--- START ---

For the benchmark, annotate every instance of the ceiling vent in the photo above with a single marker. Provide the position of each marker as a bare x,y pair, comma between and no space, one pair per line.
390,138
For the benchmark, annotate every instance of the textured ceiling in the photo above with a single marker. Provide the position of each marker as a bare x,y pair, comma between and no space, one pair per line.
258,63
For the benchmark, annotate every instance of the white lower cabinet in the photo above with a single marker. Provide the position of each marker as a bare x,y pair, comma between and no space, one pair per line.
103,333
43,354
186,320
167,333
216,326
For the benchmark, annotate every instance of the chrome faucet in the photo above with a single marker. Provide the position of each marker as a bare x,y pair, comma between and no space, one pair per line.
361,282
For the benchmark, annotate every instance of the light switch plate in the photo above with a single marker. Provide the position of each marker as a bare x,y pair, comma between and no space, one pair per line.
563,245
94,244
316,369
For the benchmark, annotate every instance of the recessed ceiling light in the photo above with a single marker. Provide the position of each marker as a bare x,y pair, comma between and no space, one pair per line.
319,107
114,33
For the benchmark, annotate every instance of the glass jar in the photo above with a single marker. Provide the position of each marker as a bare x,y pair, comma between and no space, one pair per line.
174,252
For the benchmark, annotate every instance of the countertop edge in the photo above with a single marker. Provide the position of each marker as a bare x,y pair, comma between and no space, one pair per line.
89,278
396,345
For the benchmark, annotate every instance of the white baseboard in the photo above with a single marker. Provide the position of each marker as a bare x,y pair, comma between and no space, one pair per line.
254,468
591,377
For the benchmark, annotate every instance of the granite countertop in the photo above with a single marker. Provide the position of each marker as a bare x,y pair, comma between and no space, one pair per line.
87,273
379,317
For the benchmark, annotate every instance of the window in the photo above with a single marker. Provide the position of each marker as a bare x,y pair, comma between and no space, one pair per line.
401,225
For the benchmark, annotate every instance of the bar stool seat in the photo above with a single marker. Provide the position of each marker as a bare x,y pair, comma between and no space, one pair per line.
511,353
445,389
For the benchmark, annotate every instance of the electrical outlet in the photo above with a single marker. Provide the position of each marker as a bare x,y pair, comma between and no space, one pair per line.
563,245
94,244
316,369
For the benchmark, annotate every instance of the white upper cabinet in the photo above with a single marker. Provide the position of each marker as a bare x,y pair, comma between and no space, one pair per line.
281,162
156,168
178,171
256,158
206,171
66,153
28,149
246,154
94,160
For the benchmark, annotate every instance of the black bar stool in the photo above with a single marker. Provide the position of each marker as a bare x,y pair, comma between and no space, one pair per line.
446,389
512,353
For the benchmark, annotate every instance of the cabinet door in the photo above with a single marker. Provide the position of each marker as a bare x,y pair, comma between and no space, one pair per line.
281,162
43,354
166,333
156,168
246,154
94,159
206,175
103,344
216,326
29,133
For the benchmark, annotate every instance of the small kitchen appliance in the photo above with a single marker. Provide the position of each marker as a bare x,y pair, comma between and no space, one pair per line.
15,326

--- END ---

#### Written request:
The full set of records should be duplicated exactly.

#### Final answer:
For the benchmark, annotate every instance of the ceiling vent in the photo above with a single marker. Provide the position of each marker as a bare x,y pair, comma between and no space, one pair per line.
390,138
For the benchmark, annotate every instance of the textured ceiling in the photo above with a single marker. Provide the position of each marker as a bare x,y pair, comma between and no space, one pair per line.
258,63
For the benchmark, annotate every instance of the white lower cabinet in the photo above with a single marker. Provide the position of each marker as a bare x,y pair, comma between and no space, one pair per line.
103,333
43,354
186,320
167,333
216,326
For the benchmark, annotate every instance of the chrome faucet in the photo above with a single marker. Provide the position of each marker as a bare x,y pair, comma between and no space, one pair per line.
361,282
For the benchmark, annotate every instance of the light switch plate in the photo above with a single marker. Provide the position of each marker as a bare x,y pair, comma between and no space, one pair per line.
563,245
94,244
316,369
For the benchmark, annotate every instance of the recessed ceiling light in the photo above with a single marker. Provide the position of each marker as a bare x,y pair, comma between and no space, one pair per line.
319,107
114,33
For the benchmark, annotate every instance of the glass jar in the photo above with a single marker. Provide the position of each marker as a bare x,y pair, comma between and no space, one pair per line.
174,252
For the benchmark, annotate every instance of the countertop edge in the photo above with a single marker. Provide the position of each marker as a bare x,y pair, comma between and no space, one pair per line.
89,278
396,345
For the benchmark, annotate every instance of the white baseboard in the photo above with a single marker. Provide the position of each marker as a bare x,y pair, comma between and no space, one pair per line.
254,468
591,377
For the benchmark, annotate every instance of the granite countertop in the photo above with a single marker. Provide the position of each marker as a bare x,y pair, comma between and no space, one pair per line.
87,273
379,317
For the benchmark, annotate every instance of the window in the photo above with a single marker. Provide the position of each marker as a bare x,y pair, comma between and no space, one pair per line.
401,225
For the benchmark, annotate every instance of the bar stool seat in the photo above with a single marker. Provide the position of each marker as a bare x,y pair, comma between and no space, one pair per line.
511,353
445,389
For the benchmark, annotate every instance of the electrical outlet in the photo above with a single marker. Provide the position of each marker as a bare x,y pair, comma between and no space, one pair per line.
563,245
94,244
316,369
For the benchmark, annotate every instance of the white upper cabinet in the photo above with a single marker. Provide the position of each marker as a bare x,y pair, comma between and no space, one pair per line.
281,162
156,168
178,171
256,158
206,171
66,153
28,149
246,154
94,160
For the benchmark, annotate every instance of the black bar stool in the photo above with a single marker. Provide the position of each marker as a bare x,y pair, comma between and no space, one pair per line.
446,389
512,353
For the benchmark, annotate every instance of the cabinet door in the photo above with a single marker. Provide the position of each marker as a bare x,y pair, comma between and no space, one pair per line.
281,162
43,354
166,333
156,168
246,154
94,159
206,175
103,344
216,326
29,133
For the benchmark, annotate every instance of the small kitchen appliance in the photo above with a single marker. Provide the position of each marker as a bare x,y pair, comma between and no space, one pair per line.
15,326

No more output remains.